───── SOURCE
Just as Radley Balko has done an exemplary job of chronicling puppycide, the needless knee-jerk killing of dogs by police officers, George Washington Lawprof Jonathon Turley has done the same for police informing people, and often backing up their advice with a big stick, that it’s illegal to video and record them.
Turley had two posts on one day this week, one from Maryland and another from California, bearing witness to the cops’ desire to have no witness to their actions, That Massachusetts didn’t make the list this week is mere kismet. The recurring theme is that police are of the view that taping them is a crime. Sometimes, they tell the videotaper to stop. Other times, they let their cuffs do the talking.
As Carlos Miller’s aptly named blog says, photography is not a crime. Nor is videotaping a public officer in public performing his duty. Indeed, as shown by the But For Video series here, good people would never believe that the age-old complaints of police abuse and misconduct do, in fact, happen, exactly as alleged and despite the facile arguments challenging the accusers, but for video. In the absence of visual proof, most of us will immediately shrug off accusations of misconduct as being far-fetched and merely an attempt to get back at police for doing their job. We now know better.
This is why the recording of police in the performance of their job has become a critical component of cleaning up the mess left behind by generations of blind faith in our support of law enforcement and denial that bad things ever happen. It’s less about nailing the individual cop than about changing the police culture that they can do, and get away with, anything they want. Knowing that we’re watching, the blue wall can no longer shield them from our probing eyes.
This makes the cop lie, that it’s a crime to videotape them, all the more nefarious. Not only is it false in itself, but serves to conceal the collateral misconduct that must be revealed if change to cop culture is ever to happen.
That the police are able to perpetuate their self-serving myth speaks to a lack of information to the public. A few well-placed headlines in newspapers proclaiming that it is not a crime to videotape police in public in the performance of their job would go a long way in putting an end to the cop lie. Maybe a nice investigative piece on a television news magazine. There is certainly more than enough video around already to cut and paste a show together. Heck, they could just cruise through a few months of Turley posts and have a show done in an hour.
──────────
───── DATASET EXCERPTS
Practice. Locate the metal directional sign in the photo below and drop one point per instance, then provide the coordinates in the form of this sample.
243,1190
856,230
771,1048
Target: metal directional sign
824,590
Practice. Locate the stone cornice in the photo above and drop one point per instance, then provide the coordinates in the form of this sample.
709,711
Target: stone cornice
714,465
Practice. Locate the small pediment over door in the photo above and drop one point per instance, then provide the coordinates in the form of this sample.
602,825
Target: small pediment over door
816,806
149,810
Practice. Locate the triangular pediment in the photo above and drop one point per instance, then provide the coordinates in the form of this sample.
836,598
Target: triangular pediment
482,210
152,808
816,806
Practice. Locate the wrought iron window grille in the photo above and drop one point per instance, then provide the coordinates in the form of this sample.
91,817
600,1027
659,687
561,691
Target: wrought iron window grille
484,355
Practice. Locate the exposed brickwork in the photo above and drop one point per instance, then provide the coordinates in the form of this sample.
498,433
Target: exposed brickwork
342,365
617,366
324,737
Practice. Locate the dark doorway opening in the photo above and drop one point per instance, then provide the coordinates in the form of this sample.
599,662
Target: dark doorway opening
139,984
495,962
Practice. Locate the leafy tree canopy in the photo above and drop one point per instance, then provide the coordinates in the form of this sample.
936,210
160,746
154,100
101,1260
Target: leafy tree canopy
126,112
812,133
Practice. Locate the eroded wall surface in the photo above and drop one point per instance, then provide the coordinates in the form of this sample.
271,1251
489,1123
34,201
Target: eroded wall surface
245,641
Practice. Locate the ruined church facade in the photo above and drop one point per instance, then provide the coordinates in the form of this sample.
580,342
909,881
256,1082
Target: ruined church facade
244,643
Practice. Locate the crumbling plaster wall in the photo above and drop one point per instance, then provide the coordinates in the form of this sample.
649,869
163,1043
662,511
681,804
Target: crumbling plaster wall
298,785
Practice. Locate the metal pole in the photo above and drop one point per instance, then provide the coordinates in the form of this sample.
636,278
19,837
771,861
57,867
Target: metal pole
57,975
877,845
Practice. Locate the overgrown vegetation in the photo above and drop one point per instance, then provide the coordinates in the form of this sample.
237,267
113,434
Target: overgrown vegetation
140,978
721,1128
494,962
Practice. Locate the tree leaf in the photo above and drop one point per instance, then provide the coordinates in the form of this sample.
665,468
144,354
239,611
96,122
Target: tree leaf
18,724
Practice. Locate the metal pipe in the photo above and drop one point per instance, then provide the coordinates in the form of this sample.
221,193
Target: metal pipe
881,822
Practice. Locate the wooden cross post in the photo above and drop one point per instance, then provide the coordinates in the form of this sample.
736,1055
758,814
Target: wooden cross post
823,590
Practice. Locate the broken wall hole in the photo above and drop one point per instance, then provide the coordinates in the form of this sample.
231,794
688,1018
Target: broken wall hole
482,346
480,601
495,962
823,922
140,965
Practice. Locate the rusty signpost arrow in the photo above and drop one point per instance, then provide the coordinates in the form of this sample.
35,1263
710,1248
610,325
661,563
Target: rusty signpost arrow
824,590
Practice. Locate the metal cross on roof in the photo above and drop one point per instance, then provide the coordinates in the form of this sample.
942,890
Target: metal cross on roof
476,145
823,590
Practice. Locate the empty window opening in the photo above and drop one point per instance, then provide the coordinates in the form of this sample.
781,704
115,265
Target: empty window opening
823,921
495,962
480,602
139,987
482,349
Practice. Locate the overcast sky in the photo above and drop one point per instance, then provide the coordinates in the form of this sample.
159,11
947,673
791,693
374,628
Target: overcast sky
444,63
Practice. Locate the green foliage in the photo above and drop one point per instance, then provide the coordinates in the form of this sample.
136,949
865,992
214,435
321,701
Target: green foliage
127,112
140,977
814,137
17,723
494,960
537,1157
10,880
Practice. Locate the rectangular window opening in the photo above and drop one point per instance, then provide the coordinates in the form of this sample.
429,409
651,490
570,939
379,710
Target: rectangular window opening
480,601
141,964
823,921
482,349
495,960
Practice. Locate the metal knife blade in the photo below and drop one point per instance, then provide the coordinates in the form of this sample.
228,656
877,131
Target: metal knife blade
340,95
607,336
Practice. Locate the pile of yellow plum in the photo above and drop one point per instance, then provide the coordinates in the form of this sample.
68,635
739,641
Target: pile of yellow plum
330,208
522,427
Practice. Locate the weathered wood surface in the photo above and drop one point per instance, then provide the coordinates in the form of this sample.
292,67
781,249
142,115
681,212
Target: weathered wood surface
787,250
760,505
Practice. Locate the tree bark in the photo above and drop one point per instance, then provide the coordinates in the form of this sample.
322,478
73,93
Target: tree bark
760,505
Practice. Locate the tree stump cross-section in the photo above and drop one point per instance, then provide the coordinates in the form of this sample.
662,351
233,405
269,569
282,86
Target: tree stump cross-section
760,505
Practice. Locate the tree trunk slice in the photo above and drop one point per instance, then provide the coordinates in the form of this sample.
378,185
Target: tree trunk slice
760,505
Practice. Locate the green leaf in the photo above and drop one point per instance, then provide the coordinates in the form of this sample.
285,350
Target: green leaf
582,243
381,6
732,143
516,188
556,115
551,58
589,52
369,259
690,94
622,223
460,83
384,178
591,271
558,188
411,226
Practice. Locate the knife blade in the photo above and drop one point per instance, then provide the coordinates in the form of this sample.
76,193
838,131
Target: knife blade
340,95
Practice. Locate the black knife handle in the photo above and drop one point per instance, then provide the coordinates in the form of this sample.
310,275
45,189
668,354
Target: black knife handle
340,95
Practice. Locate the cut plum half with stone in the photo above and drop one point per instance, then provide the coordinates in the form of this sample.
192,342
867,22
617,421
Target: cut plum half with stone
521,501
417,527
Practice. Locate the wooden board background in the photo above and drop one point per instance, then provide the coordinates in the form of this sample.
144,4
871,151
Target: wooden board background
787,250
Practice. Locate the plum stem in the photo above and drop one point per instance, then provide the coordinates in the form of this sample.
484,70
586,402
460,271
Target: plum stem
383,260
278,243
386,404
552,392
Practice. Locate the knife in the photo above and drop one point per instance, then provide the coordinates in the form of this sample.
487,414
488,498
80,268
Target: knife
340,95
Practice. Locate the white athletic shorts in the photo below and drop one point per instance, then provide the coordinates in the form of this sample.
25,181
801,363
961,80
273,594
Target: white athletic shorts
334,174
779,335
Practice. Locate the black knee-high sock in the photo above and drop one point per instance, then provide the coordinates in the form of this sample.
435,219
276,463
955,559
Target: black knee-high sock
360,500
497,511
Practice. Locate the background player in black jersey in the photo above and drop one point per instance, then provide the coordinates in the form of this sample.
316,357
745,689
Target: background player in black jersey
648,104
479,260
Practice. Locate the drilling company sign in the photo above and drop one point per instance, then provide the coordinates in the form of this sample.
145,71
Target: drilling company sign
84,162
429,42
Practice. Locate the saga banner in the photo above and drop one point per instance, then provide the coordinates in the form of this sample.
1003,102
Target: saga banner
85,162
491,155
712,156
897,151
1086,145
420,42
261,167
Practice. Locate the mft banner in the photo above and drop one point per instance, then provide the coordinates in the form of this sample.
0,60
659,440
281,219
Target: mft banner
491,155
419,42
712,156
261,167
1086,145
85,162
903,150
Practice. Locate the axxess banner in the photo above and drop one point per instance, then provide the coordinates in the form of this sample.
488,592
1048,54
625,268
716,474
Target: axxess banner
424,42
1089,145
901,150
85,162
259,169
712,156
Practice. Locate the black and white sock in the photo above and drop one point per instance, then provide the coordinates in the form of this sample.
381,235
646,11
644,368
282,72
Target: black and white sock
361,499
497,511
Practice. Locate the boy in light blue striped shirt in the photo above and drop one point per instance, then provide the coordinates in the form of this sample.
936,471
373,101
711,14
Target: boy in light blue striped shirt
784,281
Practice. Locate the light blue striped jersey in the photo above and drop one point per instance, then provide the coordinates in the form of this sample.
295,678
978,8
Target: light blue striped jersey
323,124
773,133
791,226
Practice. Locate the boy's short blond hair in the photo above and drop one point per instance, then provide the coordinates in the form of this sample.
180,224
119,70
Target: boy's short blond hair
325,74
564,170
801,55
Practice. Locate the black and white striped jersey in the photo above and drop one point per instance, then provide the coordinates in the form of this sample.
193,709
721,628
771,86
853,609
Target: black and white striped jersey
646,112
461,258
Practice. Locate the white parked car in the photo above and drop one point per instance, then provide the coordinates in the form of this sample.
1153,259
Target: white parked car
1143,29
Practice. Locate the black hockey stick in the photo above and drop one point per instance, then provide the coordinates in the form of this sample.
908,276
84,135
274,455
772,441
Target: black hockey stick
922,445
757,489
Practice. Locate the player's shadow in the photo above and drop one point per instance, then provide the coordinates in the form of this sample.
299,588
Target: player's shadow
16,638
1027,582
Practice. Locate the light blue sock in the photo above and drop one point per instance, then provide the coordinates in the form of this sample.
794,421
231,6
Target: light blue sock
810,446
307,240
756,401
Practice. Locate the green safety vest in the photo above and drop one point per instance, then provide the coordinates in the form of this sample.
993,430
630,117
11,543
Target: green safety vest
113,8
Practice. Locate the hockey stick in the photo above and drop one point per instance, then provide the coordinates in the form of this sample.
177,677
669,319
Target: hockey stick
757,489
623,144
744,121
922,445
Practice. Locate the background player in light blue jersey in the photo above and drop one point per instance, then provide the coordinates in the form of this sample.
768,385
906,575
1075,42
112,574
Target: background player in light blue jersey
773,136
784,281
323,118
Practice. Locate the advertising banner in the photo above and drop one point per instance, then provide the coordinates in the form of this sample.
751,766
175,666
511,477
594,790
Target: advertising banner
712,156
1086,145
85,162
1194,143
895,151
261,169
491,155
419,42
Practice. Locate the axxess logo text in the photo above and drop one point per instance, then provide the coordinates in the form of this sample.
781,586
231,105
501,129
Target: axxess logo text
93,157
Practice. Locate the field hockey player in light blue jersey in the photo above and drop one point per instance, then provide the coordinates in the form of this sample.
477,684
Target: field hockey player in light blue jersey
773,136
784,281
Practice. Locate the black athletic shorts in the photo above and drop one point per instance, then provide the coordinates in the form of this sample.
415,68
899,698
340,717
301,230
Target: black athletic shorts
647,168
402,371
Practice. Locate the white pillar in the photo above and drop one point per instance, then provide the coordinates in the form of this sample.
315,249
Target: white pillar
──────────
§ SHORT PROBLEM A
In the piece on recording police, why does the claim that videotaping officers is a crime count as all the more nefarious? Answer in one to three sentences.
§ SHORT PROBLEM B
Repeat word for word the passage of the piece on recording police running from "This is why" down to "our probing eyes.".

§ SOLUTION A
The claim is false in itself. It also conceals the collateral misconduct that has to be revealed if police culture is ever going to change.

§ SOLUTION B
This is why the recording of police in the performance of their job has become a critical component of cleaning up the mess left behind by generations of blind faith in our support of law enforcement and denial that bad things ever happen. It’s less about nailing the individual cop than about changing the police culture that they can do, and get away with, anything they want. Knowing that we’re watching, the blue wall can no longer shield them from our probing eyes.